- TASK GOAL
Render the lines of the listing below, from the line containing "like point(13, 72)." up to and including the line containing "point(195, 92)", as a JSON list of strings, one string per line and with blank lines omitted.

════

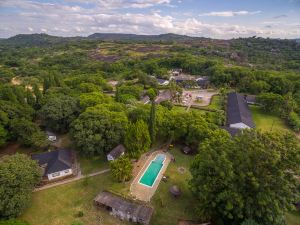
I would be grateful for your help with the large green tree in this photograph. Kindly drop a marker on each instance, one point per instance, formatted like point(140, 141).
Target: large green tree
point(59, 111)
point(137, 138)
point(121, 169)
point(249, 177)
point(99, 129)
point(18, 176)
point(27, 133)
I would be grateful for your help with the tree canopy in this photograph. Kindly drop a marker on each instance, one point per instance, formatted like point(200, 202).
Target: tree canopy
point(18, 176)
point(249, 177)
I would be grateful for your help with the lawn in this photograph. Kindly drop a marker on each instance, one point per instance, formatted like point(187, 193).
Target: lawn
point(94, 164)
point(168, 208)
point(266, 121)
point(215, 103)
point(59, 205)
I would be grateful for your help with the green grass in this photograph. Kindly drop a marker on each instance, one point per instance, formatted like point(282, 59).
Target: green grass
point(94, 164)
point(215, 103)
point(266, 121)
point(59, 205)
point(170, 209)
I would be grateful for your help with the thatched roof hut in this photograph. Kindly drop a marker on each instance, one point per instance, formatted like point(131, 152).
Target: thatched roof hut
point(123, 208)
point(175, 190)
point(187, 150)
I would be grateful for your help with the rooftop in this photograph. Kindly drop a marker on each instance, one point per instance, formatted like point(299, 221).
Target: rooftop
point(55, 161)
point(141, 212)
point(238, 110)
point(117, 151)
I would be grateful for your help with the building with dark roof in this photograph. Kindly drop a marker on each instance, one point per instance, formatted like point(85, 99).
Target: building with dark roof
point(116, 153)
point(250, 99)
point(232, 131)
point(123, 208)
point(203, 82)
point(162, 82)
point(238, 113)
point(55, 164)
point(163, 96)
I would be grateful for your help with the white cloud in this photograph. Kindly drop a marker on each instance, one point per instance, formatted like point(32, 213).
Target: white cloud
point(230, 13)
point(65, 20)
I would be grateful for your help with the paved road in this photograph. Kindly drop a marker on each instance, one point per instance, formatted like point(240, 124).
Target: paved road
point(70, 180)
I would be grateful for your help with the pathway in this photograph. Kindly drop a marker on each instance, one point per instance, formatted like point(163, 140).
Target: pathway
point(70, 180)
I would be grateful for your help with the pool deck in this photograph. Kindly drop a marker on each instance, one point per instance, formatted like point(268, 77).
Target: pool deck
point(142, 192)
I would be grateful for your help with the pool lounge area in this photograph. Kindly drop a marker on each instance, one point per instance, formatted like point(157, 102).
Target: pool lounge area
point(146, 182)
point(151, 173)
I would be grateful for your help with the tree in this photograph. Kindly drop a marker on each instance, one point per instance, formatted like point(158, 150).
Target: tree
point(28, 133)
point(250, 176)
point(3, 135)
point(38, 96)
point(121, 169)
point(92, 99)
point(59, 111)
point(18, 176)
point(152, 94)
point(99, 129)
point(137, 138)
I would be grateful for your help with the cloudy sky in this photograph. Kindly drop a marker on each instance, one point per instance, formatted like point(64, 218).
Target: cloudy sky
point(207, 18)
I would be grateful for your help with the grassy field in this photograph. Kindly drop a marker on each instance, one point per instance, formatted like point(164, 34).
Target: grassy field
point(60, 205)
point(267, 122)
point(168, 208)
point(215, 103)
point(90, 165)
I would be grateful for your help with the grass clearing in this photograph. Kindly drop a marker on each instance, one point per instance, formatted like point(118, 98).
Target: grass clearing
point(94, 164)
point(215, 103)
point(170, 209)
point(266, 121)
point(59, 205)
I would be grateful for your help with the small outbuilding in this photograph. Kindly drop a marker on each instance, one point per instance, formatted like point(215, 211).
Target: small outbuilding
point(51, 136)
point(123, 208)
point(116, 153)
point(175, 191)
point(187, 150)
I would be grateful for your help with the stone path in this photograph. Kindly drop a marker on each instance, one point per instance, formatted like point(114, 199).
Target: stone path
point(142, 192)
point(70, 180)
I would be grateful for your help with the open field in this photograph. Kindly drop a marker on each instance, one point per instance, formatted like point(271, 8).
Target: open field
point(267, 122)
point(59, 205)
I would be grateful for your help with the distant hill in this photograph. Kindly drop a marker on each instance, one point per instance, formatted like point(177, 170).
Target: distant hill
point(43, 40)
point(28, 40)
point(136, 37)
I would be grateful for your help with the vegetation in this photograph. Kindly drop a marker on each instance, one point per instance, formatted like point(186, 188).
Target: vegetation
point(137, 139)
point(62, 84)
point(121, 169)
point(18, 176)
point(262, 193)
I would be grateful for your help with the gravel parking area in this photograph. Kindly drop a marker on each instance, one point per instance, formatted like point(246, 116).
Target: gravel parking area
point(197, 97)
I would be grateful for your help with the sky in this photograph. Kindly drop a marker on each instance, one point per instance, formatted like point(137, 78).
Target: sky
point(222, 19)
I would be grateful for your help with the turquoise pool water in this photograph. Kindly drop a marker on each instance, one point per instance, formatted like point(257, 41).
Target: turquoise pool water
point(153, 170)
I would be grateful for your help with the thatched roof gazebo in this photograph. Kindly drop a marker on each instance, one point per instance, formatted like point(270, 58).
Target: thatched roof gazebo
point(186, 150)
point(175, 191)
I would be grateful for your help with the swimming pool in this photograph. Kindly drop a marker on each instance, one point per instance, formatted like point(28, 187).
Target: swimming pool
point(152, 172)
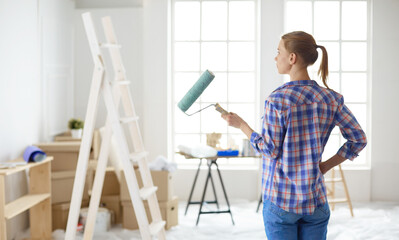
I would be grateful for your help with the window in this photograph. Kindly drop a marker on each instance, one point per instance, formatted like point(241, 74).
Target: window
point(220, 36)
point(342, 27)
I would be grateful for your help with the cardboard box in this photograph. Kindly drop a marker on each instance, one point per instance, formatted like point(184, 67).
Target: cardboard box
point(169, 213)
point(113, 204)
point(161, 179)
point(95, 145)
point(60, 214)
point(62, 186)
point(65, 154)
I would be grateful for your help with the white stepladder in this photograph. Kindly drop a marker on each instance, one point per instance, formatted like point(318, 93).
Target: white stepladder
point(112, 96)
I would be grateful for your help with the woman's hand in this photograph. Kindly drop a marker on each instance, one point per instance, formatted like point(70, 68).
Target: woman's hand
point(233, 120)
point(236, 121)
point(323, 167)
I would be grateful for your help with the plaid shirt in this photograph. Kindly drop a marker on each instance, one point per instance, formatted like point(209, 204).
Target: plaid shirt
point(299, 117)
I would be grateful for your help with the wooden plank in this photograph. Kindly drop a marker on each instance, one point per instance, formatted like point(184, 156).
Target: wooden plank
point(98, 182)
point(23, 167)
point(40, 220)
point(3, 228)
point(66, 146)
point(39, 178)
point(97, 80)
point(16, 207)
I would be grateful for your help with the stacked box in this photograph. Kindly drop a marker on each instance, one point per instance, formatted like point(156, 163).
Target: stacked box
point(169, 213)
point(62, 186)
point(65, 154)
point(65, 151)
point(95, 144)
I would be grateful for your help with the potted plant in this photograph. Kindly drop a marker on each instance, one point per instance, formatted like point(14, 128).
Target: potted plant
point(76, 126)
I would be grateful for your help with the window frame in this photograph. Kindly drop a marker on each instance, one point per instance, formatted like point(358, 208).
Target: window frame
point(348, 164)
point(224, 163)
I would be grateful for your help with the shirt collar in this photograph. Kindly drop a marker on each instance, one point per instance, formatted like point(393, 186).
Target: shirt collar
point(298, 83)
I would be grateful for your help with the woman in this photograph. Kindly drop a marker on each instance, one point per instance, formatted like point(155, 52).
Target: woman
point(299, 117)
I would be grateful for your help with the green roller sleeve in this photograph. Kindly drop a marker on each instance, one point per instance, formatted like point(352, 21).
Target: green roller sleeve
point(196, 90)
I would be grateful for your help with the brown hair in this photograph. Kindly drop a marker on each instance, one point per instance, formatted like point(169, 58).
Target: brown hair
point(304, 45)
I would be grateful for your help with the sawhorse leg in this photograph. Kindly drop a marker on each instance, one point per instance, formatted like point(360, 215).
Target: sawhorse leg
point(209, 177)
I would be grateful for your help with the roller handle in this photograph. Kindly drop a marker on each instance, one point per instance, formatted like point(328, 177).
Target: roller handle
point(220, 109)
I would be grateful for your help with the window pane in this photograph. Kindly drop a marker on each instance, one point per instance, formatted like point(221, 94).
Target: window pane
point(354, 87)
point(359, 111)
point(182, 83)
point(354, 56)
point(186, 140)
point(333, 57)
point(187, 124)
point(246, 112)
point(354, 20)
point(326, 20)
point(299, 16)
point(241, 20)
point(214, 56)
point(217, 90)
point(211, 121)
point(241, 87)
point(187, 20)
point(214, 20)
point(186, 57)
point(241, 57)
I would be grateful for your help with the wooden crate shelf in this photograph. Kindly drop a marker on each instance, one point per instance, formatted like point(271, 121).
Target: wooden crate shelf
point(37, 201)
point(24, 203)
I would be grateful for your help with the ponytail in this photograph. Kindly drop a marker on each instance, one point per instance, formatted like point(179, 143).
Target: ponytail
point(323, 70)
point(304, 45)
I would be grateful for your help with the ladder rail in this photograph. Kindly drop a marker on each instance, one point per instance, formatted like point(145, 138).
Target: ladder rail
point(112, 97)
point(134, 129)
point(84, 152)
point(127, 166)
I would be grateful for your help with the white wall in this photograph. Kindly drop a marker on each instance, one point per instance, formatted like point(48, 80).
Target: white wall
point(20, 89)
point(24, 51)
point(385, 111)
point(363, 184)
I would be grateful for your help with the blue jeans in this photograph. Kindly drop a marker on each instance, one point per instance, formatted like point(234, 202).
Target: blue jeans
point(283, 225)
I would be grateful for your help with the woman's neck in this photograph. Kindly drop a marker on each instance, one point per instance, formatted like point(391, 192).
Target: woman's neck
point(299, 74)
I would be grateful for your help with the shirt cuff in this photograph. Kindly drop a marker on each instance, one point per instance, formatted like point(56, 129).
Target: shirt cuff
point(254, 136)
point(346, 153)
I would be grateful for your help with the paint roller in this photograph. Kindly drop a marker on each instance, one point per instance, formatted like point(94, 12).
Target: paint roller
point(196, 90)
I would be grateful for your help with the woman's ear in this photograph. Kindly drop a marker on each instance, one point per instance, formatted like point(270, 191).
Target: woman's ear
point(292, 58)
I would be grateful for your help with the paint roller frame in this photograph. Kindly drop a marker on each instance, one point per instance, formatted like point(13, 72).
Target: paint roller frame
point(195, 92)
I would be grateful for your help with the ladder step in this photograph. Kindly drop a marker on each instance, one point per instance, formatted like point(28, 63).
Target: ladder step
point(155, 227)
point(109, 45)
point(137, 156)
point(145, 192)
point(129, 119)
point(338, 200)
point(333, 180)
point(121, 82)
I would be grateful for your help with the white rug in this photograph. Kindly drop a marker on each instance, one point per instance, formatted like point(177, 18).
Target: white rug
point(374, 221)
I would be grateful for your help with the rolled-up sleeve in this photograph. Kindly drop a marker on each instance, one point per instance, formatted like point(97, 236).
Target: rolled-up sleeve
point(269, 143)
point(351, 131)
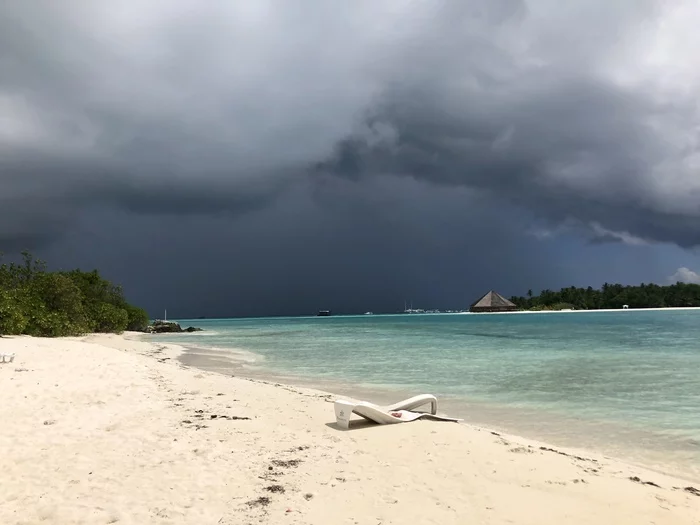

════

- TASK SOLUTION
[
  "I would be grateful for your help with the paint roller frame in this photograph. Kindly drop a marker on each instance, one point per instance, formatted like point(13, 72).",
  "Target: paint roller frame",
  "point(195, 92)"
]